**Set problem**.
In the dream account below, list every thing the whole plane towed by the kite is compared to. Don't include comparisons made only for its wings or ropes.

It’s a Conspiracy
Dream | October 27, 2009
Ok, so I'm in some corporate environment with a sea of cubicles and lots of desks and whatnot.
A buddy of mine (we'll call him Walter the Wiseass ‘coz that's what he was in the dream) and myself are investigating some corporate conspiracy. We've got these walkie-talkie-like cell phones we use to quickly communicate with each other and are conducting our business with a brisk, authoritarian air.
So we're walking around interviewing employees and eventually we're talking with some guy who looks like Ethan Hawke. He's doing some paperwork and denying he's involved with this conspiracy and doesn't know what the hell we're talking about, etc etc.
We take a lunch break. Walter heads into the restroom and I walk out to the parking lot. A bright but cloudy day and something in the afternoon sky catches my eye. It looks like an elaborate box kite made of teak. Soaring out of the fluffy clouds about a thousand feet up, this kite appears to be towing an amphibious plane that resembles the flying version of a Chinese junk, with curvy, Eastern-style wings resembling sails, and ropes like rigging. It looks like the Sea Duck from Disney's Tale Spin as manufactured by medieval Chinese shipwrights. Another familiar example might be the plane Indiana Jones took in the first movie.

**Stored records**.

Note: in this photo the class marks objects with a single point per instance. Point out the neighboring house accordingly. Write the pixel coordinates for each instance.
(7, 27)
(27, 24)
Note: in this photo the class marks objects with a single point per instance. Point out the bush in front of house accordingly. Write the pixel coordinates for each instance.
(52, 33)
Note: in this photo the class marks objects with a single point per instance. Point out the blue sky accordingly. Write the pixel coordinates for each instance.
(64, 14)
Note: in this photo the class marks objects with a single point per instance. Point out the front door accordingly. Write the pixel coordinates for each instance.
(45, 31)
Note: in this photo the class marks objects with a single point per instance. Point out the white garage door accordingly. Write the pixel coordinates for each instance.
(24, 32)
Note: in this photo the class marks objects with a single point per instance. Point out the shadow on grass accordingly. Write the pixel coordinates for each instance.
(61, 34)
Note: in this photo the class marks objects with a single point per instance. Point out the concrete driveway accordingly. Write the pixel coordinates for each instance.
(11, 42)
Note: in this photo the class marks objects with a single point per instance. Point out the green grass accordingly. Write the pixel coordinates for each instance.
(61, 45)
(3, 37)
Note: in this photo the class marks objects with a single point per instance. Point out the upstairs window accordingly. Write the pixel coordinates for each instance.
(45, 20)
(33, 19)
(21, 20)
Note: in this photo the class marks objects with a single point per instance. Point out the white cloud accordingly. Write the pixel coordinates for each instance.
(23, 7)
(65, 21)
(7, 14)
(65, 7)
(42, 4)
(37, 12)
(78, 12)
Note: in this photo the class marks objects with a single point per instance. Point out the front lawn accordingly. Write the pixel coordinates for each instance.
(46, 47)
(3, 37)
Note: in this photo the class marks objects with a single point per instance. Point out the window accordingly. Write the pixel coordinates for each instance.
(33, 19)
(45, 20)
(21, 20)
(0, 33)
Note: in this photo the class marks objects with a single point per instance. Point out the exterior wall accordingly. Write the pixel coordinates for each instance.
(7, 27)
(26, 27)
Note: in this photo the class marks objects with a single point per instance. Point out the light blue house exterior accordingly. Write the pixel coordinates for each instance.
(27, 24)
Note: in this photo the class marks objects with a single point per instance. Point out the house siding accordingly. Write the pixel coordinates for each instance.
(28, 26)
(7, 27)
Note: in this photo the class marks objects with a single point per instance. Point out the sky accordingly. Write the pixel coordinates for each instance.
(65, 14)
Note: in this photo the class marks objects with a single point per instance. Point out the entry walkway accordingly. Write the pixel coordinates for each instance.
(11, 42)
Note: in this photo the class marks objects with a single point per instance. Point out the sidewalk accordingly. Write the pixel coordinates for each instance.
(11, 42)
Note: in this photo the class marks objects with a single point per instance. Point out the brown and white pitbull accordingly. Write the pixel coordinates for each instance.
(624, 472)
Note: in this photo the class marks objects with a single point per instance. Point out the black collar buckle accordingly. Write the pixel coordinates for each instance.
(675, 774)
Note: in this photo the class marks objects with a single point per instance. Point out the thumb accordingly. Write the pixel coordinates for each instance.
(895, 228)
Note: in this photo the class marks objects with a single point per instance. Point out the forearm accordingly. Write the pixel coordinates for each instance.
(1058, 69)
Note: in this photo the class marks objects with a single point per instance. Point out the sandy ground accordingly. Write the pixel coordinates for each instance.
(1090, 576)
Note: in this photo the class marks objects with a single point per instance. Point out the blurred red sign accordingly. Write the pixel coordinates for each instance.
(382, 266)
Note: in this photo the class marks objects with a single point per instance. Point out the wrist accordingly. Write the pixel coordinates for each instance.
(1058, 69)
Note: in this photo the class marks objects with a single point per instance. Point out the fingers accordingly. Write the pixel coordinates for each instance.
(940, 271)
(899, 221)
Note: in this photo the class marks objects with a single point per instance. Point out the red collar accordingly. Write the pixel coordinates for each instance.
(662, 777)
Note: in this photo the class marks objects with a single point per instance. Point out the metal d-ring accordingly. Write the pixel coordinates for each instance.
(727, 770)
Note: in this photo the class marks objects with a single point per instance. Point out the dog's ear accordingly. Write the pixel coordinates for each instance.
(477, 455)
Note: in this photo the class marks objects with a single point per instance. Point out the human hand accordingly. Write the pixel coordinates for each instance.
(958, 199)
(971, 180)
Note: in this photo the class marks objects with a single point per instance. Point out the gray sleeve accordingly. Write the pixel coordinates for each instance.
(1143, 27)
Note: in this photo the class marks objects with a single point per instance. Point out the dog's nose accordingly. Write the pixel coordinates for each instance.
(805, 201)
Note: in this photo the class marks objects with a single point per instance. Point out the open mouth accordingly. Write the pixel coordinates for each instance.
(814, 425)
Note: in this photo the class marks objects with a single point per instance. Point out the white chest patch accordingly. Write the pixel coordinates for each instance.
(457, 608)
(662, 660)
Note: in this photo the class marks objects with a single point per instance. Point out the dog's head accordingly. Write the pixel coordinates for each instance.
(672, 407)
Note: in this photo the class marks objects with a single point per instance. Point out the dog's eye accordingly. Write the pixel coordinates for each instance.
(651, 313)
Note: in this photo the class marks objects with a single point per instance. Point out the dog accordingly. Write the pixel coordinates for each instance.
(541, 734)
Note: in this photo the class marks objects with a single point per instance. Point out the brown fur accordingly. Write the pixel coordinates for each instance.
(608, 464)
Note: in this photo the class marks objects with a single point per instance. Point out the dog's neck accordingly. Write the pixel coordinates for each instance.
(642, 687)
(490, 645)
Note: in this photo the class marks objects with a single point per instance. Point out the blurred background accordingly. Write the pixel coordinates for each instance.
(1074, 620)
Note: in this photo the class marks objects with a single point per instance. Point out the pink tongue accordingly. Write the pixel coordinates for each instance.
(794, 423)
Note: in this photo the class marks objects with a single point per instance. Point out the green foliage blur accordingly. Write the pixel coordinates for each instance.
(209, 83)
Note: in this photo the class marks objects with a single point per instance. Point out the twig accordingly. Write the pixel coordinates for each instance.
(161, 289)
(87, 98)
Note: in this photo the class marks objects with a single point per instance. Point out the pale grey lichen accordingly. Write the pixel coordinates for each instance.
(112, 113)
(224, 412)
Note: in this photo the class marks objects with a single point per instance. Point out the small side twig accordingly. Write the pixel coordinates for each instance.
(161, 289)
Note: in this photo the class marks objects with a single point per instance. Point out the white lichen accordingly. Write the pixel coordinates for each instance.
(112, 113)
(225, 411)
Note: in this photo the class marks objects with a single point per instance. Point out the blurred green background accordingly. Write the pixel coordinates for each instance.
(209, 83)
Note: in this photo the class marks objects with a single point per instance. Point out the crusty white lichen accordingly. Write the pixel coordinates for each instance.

**The reply**.
- The flying version of a Chinese junk
- The Sea Duck from Disney's Tale Spin as manufactured by medieval Chinese shipwrights
- The plane Indiana Jones took in the first movie